● **TEXT BLOCK**:

# Test inspection for openhub repositories

This notebook is focused on extracting test cases from the multiple repositories for OpenHub  in GitHub in order to analysise the kind of test developers applied. We can also classify those test by groupping them according to the intention.

In [8]:
import os
from os.path import join as pjoin
import ast
import pandas as pd
from collections import defaultdict   


In [6]:
components_dir="../repos/"
components=[app for app in os.listdir(components_dir) if "." not in app]

In [7]:
components

['openhab1-addons',
 'openhab-util',
 'openhab-core',
 'openhab-syno-spk',
 'openhab-alexa',
 'openhab-docs',
 'quercus-osgi',
 'openhab-linuxpkg',
 'openhab-docker',
 'openhab-snap',
 'openhab-deps-repo',
 'openhab-windows',
 'openhab-pebble',
 'nrjavaserial',
 'openhab-bundles',
 'openhab-qnap-qpkg',
 'openhabian',
 'static-code-analysis',
 'openhab-cloud',
 'openhab-ios',
 'openhab-distro',
 'openhab-android',
 'openhab-addons']

In [5]:
def count_methods_classes_lines(file_path):
    with open(file_path, 'r') as file:
        code = file.read()

    tree = ast.parse(code)

    # Initialize counters
    num_methods = 0
    num_classes = 0
    num_lines = len(code.splitlines())

    for node in ast.walk(tree):
        if isinstance(node, ast.FunctionDef):
            num_methods += 1
        elif isinstance(node, ast.ClassDef):
            num_classes += 1

    return num_methods, num_classes, num_lines

In [None]:
def countDict(input_list):
    # Create a defaultdict to count occurrences of each element
    count_dict = defaultdict(int)
    
    # Count occurrences of each element in the list
    for item in input_list:
        count_dict[item] += 1
    
    # Convert defaultdict to a regular dictionary
    result_dict = dict(count_dict)
    sorted_dict = {k: v for k, v in sorted(result_dict.items(), key=lambda item: item[1],reverse=True)}

    return sorted_dict

In [None]:
language_extensions = ['.java', '.py', '.js', '.rb']


In [None]:
def testCodeAnalysis(codeFolder):
    codeFiles=[]
    testCodeFiles=[]

    for root,dir,files in os.walk(codeFolder):
        for file in files:
            file_extension = file[1]
            if file_extension in language_extensions:
                if 'test' in file_extension:
                    testCodeFiles.append((root,file))
                else:
                    
                    codeFiles.append((root,file))


    matchedTests=[]
    for cRoot,cfile in codeFiles:
        for tRoot, tfile in testCodeFiles:
            if cfile in tfile and "test" in tfile:
                matchedTests.append((pjoin(cRoot,cfile),pjoin(tRoot,tfile)))
                break
            
    return matchedTests,codeFiles, testCodeFiles

In [None]:
testCodeDF=pd.DataFrame([],columns=["app","test_code_exists","test_code%","python_test_imports"])

● **GOAL OF THE EXERCISE**: Copy word for word the passage of the OpenHub test notebook starting at "return num_methods, num_classes, num_lines" and ending at "result_dict = dict(count_dict)". The data plays no role here.

[Dataset rows]
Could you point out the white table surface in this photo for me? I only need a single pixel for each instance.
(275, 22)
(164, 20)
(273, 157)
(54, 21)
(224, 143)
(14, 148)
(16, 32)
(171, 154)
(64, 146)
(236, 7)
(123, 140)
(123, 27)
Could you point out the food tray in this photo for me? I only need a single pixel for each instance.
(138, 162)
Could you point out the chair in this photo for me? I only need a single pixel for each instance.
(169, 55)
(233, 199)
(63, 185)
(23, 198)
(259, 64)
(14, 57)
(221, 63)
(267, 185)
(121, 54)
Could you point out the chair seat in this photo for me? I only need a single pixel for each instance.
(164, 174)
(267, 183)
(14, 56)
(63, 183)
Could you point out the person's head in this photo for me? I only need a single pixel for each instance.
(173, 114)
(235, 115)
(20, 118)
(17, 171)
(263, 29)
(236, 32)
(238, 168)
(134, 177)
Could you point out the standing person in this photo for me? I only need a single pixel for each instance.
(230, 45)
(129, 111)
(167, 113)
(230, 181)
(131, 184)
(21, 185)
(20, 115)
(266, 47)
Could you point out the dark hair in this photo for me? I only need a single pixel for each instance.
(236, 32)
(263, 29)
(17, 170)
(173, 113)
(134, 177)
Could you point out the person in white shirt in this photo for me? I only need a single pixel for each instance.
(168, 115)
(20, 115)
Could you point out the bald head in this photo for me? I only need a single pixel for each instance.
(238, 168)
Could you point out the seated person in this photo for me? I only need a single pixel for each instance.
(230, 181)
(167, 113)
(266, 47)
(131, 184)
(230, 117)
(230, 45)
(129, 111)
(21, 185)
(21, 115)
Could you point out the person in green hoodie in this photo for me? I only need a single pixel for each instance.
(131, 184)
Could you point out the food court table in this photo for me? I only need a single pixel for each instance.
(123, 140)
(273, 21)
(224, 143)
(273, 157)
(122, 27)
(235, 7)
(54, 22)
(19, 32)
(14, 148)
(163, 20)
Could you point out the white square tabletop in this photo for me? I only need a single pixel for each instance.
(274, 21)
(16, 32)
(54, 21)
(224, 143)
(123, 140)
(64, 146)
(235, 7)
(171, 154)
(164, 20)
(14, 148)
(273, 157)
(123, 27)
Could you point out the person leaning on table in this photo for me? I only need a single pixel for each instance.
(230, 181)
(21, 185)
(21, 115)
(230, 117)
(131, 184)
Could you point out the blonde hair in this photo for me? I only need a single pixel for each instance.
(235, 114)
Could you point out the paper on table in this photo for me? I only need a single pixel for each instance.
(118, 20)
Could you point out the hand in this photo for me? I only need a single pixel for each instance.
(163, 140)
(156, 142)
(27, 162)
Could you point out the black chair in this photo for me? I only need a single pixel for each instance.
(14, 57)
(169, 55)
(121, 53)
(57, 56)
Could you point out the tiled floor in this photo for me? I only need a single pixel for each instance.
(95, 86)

---

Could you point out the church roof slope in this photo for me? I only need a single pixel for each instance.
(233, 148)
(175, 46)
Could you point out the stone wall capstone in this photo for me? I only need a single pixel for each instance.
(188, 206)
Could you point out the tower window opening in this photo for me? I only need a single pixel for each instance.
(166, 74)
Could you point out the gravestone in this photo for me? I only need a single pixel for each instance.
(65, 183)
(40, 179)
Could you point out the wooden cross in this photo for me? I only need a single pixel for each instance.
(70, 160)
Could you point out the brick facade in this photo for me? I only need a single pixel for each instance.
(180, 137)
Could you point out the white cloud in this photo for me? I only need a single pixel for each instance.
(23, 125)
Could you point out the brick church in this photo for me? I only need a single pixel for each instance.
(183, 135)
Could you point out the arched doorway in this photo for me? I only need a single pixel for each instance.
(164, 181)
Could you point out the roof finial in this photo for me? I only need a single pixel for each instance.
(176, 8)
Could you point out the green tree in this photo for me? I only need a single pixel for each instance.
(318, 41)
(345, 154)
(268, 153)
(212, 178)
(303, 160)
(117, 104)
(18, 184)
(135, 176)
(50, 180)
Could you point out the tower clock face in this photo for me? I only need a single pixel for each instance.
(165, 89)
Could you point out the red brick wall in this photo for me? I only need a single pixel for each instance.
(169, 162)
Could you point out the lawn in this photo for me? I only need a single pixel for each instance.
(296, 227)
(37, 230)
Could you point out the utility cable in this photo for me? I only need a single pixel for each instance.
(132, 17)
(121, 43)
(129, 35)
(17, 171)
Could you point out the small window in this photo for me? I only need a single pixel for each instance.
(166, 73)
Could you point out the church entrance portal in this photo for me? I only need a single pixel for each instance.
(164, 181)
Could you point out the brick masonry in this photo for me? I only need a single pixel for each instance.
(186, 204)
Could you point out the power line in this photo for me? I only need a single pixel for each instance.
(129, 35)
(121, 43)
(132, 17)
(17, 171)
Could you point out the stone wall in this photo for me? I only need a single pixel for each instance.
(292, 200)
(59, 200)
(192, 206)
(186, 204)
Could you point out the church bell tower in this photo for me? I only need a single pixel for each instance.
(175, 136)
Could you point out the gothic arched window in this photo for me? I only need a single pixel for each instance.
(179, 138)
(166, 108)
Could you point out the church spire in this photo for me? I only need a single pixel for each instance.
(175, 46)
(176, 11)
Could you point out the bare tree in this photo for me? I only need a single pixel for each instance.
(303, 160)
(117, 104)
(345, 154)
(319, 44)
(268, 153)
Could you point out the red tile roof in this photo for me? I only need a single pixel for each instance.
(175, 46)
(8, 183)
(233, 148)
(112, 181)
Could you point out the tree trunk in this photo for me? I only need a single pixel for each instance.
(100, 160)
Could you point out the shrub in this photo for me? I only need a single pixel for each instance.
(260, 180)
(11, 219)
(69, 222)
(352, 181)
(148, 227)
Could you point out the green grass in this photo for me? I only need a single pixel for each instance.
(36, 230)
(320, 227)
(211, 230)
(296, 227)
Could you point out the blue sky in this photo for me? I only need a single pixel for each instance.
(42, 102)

==

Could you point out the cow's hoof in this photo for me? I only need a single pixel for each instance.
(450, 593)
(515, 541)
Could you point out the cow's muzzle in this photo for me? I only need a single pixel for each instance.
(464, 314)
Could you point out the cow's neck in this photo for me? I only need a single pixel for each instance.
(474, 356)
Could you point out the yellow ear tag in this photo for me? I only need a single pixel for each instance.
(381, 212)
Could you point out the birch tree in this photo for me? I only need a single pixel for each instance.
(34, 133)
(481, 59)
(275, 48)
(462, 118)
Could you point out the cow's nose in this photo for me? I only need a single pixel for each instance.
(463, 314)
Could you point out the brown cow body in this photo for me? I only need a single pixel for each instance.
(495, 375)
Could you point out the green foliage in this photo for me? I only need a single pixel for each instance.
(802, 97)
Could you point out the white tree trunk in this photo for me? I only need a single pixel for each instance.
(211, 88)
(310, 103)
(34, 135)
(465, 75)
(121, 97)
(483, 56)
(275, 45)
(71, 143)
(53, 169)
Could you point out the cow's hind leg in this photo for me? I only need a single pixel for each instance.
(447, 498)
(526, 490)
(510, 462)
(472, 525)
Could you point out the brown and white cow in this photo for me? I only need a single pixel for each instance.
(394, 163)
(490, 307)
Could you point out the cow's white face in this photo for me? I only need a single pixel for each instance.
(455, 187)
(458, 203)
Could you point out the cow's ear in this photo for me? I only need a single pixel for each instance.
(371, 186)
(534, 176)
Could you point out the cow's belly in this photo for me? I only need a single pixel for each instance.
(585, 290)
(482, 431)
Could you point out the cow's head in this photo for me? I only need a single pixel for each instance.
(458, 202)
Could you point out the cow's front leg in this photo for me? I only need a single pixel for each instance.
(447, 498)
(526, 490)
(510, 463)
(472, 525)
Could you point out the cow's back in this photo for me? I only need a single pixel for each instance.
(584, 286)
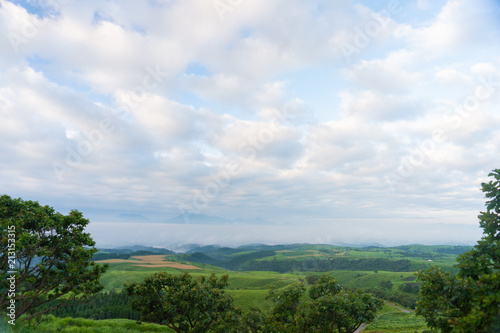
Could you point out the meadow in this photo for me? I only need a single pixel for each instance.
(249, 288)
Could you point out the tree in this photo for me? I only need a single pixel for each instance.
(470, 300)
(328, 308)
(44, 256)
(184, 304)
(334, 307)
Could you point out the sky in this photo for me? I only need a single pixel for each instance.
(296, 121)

● **TASK RESULT**:
return num_methods, num_classes, num_lines

In [None]:
def countDict(input_list):
    # Create a defaultdict to count occurrences of each element
    count_dict = defaultdict(int)
    
    # Count occurrences of each element in the list
    for item in input_list:
        count_dict[item] += 1
    
    # Convert defaultdict to a regular dictionary
    result_dict = dict(count_dict)